PROBLEM TO SOLVE:
Below are several entries. Transcribe exactly those lines that fall from the one with "Target: woman's arm" through the one with "Target: woman's face", end lines included.

*** Opening of DATA FOR THIS TASK ***

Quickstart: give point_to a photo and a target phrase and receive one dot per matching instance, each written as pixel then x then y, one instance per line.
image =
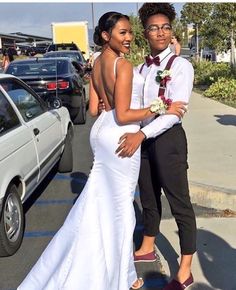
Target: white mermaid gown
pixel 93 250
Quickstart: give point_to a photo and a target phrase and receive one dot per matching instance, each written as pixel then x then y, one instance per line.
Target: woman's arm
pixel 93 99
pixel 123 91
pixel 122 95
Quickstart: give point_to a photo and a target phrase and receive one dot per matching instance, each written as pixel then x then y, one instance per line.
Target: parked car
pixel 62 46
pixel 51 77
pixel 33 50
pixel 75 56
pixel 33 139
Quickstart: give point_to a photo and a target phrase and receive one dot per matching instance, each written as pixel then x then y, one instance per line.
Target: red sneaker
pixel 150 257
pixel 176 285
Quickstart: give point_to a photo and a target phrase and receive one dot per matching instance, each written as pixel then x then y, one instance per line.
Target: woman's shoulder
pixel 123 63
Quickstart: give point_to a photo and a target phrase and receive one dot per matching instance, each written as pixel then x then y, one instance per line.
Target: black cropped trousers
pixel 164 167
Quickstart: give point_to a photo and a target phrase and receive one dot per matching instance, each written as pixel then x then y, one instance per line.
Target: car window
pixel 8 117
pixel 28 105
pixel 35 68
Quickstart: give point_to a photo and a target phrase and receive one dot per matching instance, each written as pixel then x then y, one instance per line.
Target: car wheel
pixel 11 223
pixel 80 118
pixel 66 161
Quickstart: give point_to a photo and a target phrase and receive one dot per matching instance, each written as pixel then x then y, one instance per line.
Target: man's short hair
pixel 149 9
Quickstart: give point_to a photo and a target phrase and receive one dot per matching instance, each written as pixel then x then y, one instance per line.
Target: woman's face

*** Close of DATA FOR THIS TASK ***
*** Opening of DATA FOR THIS TASK ***

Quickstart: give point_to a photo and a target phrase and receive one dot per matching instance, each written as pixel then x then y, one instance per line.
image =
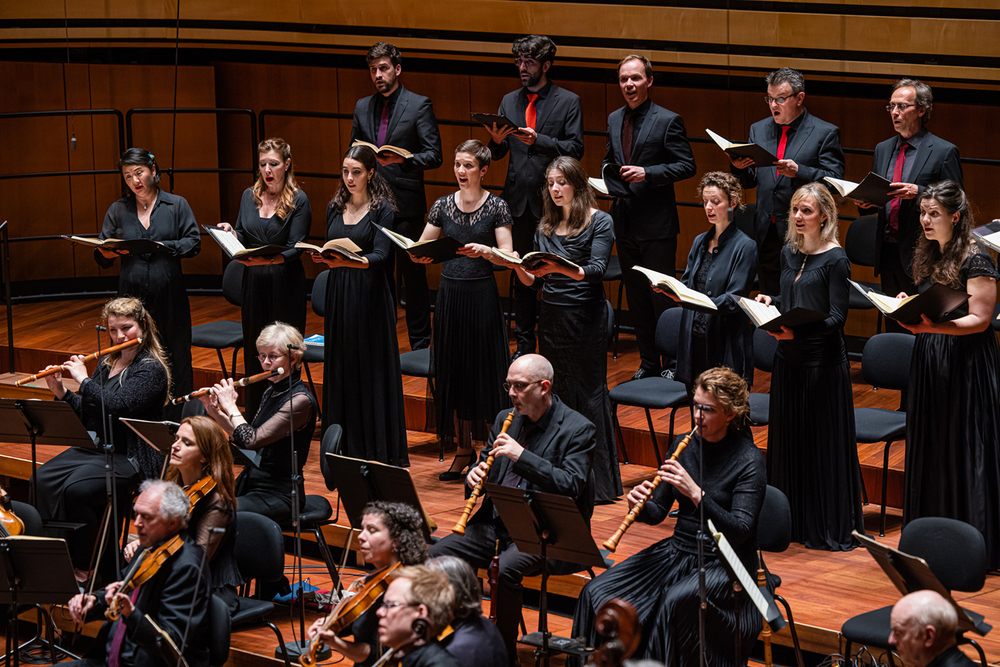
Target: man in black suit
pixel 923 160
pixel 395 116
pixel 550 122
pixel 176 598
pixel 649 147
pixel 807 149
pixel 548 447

*** Close of DATA FOR THIS TASK ***

ANSWER FOR THE TASK:
Target: woman's arm
pixel 93 99
pixel 123 91
pixel 122 95
Quickstart: give point_to a photo and a target phrase and receive one dot per matching instance, each written as pixel then x then y, one instance per line.
Target: parked car
pixel 62 46
pixel 51 77
pixel 33 50
pixel 75 56
pixel 33 139
Quickstart: give point_to a photo and a target phrase and receive one dot per matching instance, each written as pixel then x then y, one instance per line.
Target: red sneaker
pixel 150 257
pixel 176 285
Quickstart: give point_to a photo and a target phrase and receive one dot per matching instance, each written as pixel then x then y, one instance per line.
Target: woman's shoulder
pixel 123 63
Quickstart: give point_to a photo and a target phrase and receive one dot per matching instance, each written as pixel then x then y, one instance per line.
Target: black cropped trousers
pixel 164 167
Quickstart: give point_to a photo and a target phrase and receive one dot per matching instance, each written as pixel then x then y, one instance per line.
Target: car window
pixel 8 117
pixel 28 105
pixel 35 68
Quickstart: give point_to a photo and a target phrase and receive one dot per matching instance, each written as pixel then x then y, one instance per line.
Target: car wheel
pixel 11 223
pixel 80 118
pixel 66 161
Quickstart: give point_to a photo and a target phrase and receive one dot per matching instance, each written as pixel then x then y, one instance per line.
Target: man's short hair
pixel 149 9
Quickstart: give point_to a photo and a target phrase and receive one dot per matching instance, each written as pixel then x then y, one instance per line.
Target: woman's face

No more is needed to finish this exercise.